▸ **Records for this task**
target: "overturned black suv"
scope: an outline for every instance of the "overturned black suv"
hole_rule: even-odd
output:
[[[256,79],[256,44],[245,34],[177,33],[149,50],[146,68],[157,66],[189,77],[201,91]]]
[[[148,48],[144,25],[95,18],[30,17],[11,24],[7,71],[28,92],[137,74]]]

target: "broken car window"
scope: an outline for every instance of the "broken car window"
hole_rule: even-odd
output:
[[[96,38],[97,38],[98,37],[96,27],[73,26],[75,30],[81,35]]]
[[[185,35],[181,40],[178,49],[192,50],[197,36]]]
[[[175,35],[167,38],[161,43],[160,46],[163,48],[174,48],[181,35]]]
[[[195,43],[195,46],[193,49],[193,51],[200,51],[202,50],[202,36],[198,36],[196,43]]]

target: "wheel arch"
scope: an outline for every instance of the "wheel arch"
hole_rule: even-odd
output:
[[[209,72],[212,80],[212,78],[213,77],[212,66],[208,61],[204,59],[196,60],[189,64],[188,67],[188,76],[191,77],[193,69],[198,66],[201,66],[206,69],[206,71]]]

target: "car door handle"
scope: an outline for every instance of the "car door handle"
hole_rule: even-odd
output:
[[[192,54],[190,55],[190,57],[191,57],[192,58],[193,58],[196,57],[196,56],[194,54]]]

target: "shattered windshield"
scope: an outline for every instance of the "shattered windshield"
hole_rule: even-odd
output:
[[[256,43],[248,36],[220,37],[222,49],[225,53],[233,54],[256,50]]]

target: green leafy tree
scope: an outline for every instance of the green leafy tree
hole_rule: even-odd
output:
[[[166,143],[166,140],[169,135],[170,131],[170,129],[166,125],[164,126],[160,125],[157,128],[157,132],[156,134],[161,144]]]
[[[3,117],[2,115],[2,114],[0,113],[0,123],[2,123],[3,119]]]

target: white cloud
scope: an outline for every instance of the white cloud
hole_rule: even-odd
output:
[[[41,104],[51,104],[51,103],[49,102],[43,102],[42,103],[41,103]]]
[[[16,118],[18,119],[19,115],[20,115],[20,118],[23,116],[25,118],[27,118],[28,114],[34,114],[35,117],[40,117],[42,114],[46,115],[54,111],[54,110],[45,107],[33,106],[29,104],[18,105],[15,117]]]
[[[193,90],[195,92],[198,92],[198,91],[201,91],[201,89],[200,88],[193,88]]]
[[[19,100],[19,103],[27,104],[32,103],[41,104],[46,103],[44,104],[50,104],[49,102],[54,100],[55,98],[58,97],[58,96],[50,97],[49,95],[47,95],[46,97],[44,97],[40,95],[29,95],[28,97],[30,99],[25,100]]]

▸ **Task instructions**
Can you copy out every one of the records above again, line for line and unchanged?

▸ **Answer to this task**
target: "overturned black suv"
scope: an outline for every instance of the "overturned black suv"
hole_rule: even-odd
output:
[[[256,79],[256,44],[245,34],[177,33],[149,50],[146,68],[157,66],[189,77],[201,91]]]
[[[148,48],[144,25],[95,18],[30,17],[11,24],[7,71],[28,92],[137,74]]]

target: "broken car window"
scope: an outline for every instance of the "broken car window"
hole_rule: even-odd
output:
[[[96,38],[97,38],[98,37],[96,27],[73,26],[75,30],[81,35]]]
[[[185,35],[181,40],[178,49],[192,50],[197,36]]]
[[[175,35],[167,38],[161,43],[160,46],[163,48],[174,48],[181,35]]]
[[[195,43],[195,46],[193,49],[193,51],[200,51],[202,50],[202,36],[198,36],[196,43]]]

target: "wheel arch"
scope: an outline for every instance of the "wheel arch"
hole_rule: even-odd
output:
[[[209,72],[212,80],[212,78],[213,77],[212,66],[208,61],[204,59],[196,60],[189,64],[188,67],[188,76],[191,77],[193,69],[198,66],[201,66],[206,69],[206,71]]]

target: "car door handle"
scope: an outline for every instance of the "car door handle"
hole_rule: even-odd
output:
[[[192,54],[190,55],[190,57],[191,57],[192,58],[193,58],[196,57],[196,56],[194,54]]]

target: "shattered windshield"
scope: an outline for every instance of the "shattered windshield"
hole_rule: even-odd
output:
[[[256,43],[248,36],[220,37],[222,49],[225,53],[233,54],[256,50]]]

target: green leafy tree
scope: an outline for every instance of the green leafy tree
hole_rule: even-odd
output:
[[[166,143],[166,140],[169,135],[170,131],[170,129],[166,125],[164,126],[160,125],[157,128],[157,132],[156,134],[161,144]]]
[[[3,117],[2,115],[2,114],[0,113],[0,123],[2,123],[3,119]]]

target: white cloud
scope: an outline for every instance of the white cloud
hole_rule: even-odd
output:
[[[41,104],[51,104],[51,103],[49,102],[43,102],[42,103],[41,103]]]
[[[16,118],[18,119],[19,115],[20,115],[20,118],[23,116],[25,118],[27,118],[28,114],[34,114],[35,117],[40,117],[42,114],[46,115],[54,111],[54,110],[45,107],[33,106],[29,104],[18,105],[15,117]]]
[[[193,90],[195,92],[198,92],[198,91],[201,91],[201,89],[200,88],[193,88]]]
[[[19,100],[19,103],[27,104],[32,103],[41,104],[46,103],[44,104],[50,104],[49,102],[54,100],[55,98],[58,97],[58,96],[50,97],[49,95],[47,95],[46,97],[44,97],[40,95],[29,95],[28,97],[30,99],[25,100]]]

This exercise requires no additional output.